*Supplied data*:
┄┄┄┄┄┄
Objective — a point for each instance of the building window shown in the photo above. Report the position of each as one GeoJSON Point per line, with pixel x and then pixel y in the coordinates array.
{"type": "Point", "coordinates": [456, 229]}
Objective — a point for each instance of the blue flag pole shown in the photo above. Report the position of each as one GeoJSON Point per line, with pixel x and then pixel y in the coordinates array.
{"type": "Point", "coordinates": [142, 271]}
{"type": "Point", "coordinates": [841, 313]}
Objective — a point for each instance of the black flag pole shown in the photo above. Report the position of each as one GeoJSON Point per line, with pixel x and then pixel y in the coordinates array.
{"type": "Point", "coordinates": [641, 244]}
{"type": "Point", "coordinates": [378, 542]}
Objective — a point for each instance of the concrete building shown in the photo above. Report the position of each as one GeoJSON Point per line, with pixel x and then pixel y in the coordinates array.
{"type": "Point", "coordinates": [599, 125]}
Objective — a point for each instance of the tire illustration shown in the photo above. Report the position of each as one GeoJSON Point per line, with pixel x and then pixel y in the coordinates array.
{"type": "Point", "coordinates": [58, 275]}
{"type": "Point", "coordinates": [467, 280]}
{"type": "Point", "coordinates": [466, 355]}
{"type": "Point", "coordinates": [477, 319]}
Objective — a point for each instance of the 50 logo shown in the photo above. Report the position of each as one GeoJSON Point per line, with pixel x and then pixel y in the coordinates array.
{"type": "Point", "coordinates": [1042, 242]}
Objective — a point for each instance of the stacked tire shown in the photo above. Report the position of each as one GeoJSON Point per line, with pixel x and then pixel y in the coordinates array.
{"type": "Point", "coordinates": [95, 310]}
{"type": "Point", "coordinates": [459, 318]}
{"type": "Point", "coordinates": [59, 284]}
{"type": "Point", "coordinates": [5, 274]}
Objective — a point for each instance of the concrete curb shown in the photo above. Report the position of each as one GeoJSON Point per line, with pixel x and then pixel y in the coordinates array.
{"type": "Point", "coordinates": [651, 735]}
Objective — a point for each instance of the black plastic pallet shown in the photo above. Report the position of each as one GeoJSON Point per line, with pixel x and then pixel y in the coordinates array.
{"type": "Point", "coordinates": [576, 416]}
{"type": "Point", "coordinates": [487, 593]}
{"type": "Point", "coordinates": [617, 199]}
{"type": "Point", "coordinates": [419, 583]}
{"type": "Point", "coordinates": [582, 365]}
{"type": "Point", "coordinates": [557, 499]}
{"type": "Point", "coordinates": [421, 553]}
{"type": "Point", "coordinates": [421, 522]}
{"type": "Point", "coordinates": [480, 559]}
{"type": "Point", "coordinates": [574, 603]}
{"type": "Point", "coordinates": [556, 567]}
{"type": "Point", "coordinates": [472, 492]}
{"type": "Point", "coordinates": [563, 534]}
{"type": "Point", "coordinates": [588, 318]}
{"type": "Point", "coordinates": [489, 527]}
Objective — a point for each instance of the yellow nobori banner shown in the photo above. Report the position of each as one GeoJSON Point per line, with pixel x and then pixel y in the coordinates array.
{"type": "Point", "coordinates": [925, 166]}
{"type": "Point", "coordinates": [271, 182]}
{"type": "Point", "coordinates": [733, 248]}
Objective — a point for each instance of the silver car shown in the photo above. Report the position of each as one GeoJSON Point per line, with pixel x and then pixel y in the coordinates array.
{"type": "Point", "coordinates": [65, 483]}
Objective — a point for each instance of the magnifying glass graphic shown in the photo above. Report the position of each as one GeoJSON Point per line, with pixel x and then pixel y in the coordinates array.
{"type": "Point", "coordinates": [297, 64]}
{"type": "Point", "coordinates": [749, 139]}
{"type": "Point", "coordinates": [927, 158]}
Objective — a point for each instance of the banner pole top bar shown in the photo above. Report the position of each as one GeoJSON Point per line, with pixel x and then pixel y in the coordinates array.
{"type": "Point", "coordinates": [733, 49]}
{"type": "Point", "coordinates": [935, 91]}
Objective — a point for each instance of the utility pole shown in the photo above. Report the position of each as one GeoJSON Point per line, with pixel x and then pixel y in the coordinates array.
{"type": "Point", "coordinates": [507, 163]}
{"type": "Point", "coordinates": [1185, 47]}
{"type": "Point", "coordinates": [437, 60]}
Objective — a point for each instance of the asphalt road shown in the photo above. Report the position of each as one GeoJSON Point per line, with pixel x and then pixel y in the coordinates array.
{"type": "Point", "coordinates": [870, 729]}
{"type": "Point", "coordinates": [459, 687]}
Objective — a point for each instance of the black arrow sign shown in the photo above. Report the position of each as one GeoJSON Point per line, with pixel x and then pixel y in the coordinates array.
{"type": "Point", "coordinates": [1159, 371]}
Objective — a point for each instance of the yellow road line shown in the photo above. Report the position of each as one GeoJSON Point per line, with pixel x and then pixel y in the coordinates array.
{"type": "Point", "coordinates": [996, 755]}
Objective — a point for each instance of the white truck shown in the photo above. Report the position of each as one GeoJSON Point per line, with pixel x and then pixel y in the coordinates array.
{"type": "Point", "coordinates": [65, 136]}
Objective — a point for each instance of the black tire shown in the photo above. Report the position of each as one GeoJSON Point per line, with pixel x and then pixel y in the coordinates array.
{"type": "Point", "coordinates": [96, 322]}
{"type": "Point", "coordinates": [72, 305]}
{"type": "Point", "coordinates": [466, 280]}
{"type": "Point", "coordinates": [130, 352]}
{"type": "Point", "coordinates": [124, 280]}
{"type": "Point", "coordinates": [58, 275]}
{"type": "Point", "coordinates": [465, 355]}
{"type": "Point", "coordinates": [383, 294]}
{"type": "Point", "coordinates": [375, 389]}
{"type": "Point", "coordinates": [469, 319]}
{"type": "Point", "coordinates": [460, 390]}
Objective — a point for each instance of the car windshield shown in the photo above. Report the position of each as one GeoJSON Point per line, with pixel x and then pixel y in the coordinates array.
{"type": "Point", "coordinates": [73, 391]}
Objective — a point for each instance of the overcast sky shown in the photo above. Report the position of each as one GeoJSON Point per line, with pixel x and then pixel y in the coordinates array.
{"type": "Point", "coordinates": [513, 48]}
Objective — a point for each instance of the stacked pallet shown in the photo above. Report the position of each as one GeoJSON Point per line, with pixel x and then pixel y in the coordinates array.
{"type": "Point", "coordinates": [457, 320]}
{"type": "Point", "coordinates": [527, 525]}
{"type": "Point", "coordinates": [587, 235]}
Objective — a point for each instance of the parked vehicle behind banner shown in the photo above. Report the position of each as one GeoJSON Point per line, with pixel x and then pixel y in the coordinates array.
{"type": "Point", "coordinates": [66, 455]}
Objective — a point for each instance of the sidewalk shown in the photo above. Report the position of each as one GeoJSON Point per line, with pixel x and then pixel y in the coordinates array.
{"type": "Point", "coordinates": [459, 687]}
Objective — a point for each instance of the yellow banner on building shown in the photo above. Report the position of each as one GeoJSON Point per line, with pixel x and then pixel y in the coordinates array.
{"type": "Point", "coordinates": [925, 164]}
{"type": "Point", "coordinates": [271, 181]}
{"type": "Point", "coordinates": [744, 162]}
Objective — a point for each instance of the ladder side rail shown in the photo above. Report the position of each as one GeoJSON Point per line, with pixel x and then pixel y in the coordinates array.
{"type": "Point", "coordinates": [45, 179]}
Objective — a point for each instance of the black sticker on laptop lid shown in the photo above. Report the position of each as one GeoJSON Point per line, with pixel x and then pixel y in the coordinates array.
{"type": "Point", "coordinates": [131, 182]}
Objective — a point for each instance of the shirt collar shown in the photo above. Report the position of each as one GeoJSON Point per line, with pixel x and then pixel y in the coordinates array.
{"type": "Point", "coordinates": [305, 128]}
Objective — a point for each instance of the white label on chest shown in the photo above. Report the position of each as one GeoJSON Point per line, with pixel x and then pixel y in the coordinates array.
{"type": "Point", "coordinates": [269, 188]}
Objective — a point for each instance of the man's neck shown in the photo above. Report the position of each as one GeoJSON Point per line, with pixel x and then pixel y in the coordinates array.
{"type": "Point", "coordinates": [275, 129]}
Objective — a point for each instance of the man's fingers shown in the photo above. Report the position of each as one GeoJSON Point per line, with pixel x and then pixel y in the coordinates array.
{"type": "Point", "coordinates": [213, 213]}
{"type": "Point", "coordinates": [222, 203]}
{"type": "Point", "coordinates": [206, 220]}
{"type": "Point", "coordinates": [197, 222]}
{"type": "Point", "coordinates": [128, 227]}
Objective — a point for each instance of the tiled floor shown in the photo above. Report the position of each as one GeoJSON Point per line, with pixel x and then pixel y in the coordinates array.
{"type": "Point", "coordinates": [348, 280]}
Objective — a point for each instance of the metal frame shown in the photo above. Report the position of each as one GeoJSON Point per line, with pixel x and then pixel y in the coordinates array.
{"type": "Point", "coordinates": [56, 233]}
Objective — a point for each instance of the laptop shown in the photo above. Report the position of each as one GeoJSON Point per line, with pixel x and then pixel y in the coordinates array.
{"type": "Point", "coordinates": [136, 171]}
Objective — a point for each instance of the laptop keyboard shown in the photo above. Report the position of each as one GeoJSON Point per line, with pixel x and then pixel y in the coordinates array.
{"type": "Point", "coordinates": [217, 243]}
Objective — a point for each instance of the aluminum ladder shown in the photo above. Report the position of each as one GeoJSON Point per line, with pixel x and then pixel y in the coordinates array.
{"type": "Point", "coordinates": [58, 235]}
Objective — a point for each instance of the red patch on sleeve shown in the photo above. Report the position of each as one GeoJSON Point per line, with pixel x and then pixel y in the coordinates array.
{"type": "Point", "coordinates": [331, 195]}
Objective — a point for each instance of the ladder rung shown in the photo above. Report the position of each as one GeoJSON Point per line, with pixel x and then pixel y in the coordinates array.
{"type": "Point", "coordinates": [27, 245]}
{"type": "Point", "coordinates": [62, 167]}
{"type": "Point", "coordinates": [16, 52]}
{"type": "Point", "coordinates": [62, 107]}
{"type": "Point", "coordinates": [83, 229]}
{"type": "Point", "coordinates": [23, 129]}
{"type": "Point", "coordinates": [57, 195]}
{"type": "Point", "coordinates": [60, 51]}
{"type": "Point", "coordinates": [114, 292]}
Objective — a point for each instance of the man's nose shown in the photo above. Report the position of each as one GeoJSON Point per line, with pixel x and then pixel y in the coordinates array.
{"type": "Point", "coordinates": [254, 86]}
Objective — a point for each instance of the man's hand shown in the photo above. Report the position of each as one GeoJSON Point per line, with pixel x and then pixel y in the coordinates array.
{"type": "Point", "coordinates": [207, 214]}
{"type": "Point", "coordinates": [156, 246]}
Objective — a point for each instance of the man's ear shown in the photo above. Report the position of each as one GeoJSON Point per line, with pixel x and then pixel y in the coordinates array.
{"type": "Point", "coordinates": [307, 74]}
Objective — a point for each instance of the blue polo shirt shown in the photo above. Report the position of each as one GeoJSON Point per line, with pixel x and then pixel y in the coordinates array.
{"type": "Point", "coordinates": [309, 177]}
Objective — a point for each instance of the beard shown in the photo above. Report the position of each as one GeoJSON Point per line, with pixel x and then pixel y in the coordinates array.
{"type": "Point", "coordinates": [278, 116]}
┄┄┄┄┄┄
*Exercise requirements*: Give back, exactly as written, the lines from the one with "Objective — a point for each instance of the blue polo" to the last line.

*Result*:
Objective — a point for each instance of the blue polo shirt shown in the photo above. Report the position of each as one GeoJSON Point per line, with pixel x and then pixel y in the coordinates array.
{"type": "Point", "coordinates": [309, 177]}
Objective — a point for each instance of the beard shown in the photo above. Report the position of each as one GeoJSON Point per line, with pixel x and then pixel y in the coordinates array.
{"type": "Point", "coordinates": [278, 116]}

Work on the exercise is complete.